Saved data entries —
=== Begin Enclosure ===
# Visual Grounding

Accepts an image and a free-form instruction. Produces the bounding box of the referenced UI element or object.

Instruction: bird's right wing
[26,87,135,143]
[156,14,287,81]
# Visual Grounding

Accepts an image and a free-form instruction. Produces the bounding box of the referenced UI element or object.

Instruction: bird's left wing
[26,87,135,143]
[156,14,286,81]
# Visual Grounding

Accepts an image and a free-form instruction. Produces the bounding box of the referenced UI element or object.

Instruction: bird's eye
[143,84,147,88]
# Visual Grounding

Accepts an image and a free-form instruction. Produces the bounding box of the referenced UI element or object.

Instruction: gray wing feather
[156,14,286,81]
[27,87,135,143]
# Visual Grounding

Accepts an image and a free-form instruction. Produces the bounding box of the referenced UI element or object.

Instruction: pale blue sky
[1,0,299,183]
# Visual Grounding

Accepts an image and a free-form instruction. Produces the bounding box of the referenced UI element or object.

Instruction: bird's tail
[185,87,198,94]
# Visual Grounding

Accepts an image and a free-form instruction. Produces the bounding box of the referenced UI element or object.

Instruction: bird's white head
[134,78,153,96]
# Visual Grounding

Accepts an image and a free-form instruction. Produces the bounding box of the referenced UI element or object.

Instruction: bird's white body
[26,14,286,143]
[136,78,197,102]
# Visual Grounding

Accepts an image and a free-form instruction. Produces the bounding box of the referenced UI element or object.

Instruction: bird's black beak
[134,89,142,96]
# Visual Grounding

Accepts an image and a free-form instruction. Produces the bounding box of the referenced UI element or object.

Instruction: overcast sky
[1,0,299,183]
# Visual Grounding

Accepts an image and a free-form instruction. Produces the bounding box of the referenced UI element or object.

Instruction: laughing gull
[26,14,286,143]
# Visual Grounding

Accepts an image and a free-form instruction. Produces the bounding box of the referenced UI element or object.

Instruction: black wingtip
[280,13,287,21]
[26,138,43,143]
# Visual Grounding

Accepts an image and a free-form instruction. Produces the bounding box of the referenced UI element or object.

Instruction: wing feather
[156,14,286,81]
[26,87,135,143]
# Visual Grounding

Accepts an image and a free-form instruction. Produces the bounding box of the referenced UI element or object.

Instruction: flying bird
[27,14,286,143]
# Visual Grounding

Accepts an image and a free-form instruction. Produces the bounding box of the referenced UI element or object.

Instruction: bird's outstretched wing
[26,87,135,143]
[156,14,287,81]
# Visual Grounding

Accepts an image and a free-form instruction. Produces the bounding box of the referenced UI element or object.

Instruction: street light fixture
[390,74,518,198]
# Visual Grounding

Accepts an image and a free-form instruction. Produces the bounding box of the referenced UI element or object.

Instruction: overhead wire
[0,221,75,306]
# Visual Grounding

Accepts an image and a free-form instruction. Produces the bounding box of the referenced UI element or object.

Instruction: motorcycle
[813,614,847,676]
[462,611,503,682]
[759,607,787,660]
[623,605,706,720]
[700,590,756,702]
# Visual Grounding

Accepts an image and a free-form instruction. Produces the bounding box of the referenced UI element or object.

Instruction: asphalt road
=== End Enclosure ===
PROBLEM DETAILS —
From the first record to the last, print each one exactly.

RESULT —
# Visual Grounding

Accepts an image and a free-form instruction. Produces the bounding box of the referenced UI element or object.

Instruction: bird's right wing
[26,87,135,143]
[156,14,287,81]
# Visual Grounding

Accepts an image and a free-form instruction. Produces the bounding box of the referenced UI element or object.

Instruction: bird's left wing
[26,87,135,143]
[156,14,286,81]
# Visual Grounding

Accepts an image and a free-form instruction. Produces the bounding box of the referenced UI element or object.

Instruction: bird's eye
[143,84,147,88]
# Visual Grounding

Accepts an image and a free-form instruction. Produces the bounding box of the referenced UI element or object.

Instruction: gray wing feather
[156,14,286,81]
[27,87,135,143]
# Visual Grounding

Accepts an image and a free-form instruction. Produces the bounding box of the referenced UI element or object.

Instruction: pale blue sky
[1,0,299,183]
# Visual Grounding

Accepts an image and a free-form instruction. Produces the bounding box of the referenced UI element or object.

Instruction: bird's tail
[185,87,198,94]
# Visual Grounding

Accepts an image and a free-form instruction. Produces the bounding box of the referenced UI element or object.

Instruction: bird's white head
[134,78,153,96]
# Visual Grounding

Accepts an image and a free-form instruction. Produces the bounding box of the referenced UI element or object.

Instruction: bird's white body
[26,14,286,143]
[136,78,197,102]
# Visual Grounding

Accepts an image and a free-form instruction. Produces the bounding box of the referenced UI element or object.

Instruction: bird's black beak
[134,89,142,96]
# Visual Grounding

Accepts an image and a free-form instruction. Produces the bounding box of the referenced UI element or object.

Instruction: overcast sky
[1,0,299,183]
# Visual Grounding

Accepts an image and a free-form instruction. Produces the bounding box of the referenced UI element or object.

Instruction: laughing gull
[26,14,286,143]
# Visual Grounding

Accepts an image and a free-form instruction. Produces the bounding box of the referenced UI element or object.

Instruction: black wingtip
[280,13,287,21]
[26,138,43,143]
# Visual Grounding

Accepts an image and a free-form instruction. Produces the bounding box of the referenced UI element or object.

Instruction: wing feather
[156,14,286,81]
[26,87,135,143]
# Visual Grounding

Accepts an image and a free-form instruction. Produces the bounding box of the referenced UI element or object.

Instruction: flying bird
[27,14,286,143]
# Visual Grounding

Accepts an image and a free-form instruction. Produces the bounding box of the referenced UI element or object.

Instruction: bird's outstretched wing
[26,87,135,143]
[156,14,287,81]
# Visual Grounding

Accepts an image and a free-form instruction. Produces the bounding box of the referenced UI element or object.

Instruction: street light fixture
[390,74,518,198]
# Visual Grounding

Accepts an image and a free-form instruction. Produces the bounding box of the referenced UI element or object.

Instruction: overhead wire
[0,221,75,306]
# Visual Grounding

Accepts an image and a free-form instruction. Produces the bounding box of the referenced UI element or object.

Instruction: motorcycle
[813,614,847,676]
[462,611,503,682]
[759,607,787,660]
[623,605,706,720]
[700,590,756,702]
# Visual Grounding

Accepts an image and a free-form instruction. Produces the bounding box of the referenced UI element or object.

Instruction: asphalt road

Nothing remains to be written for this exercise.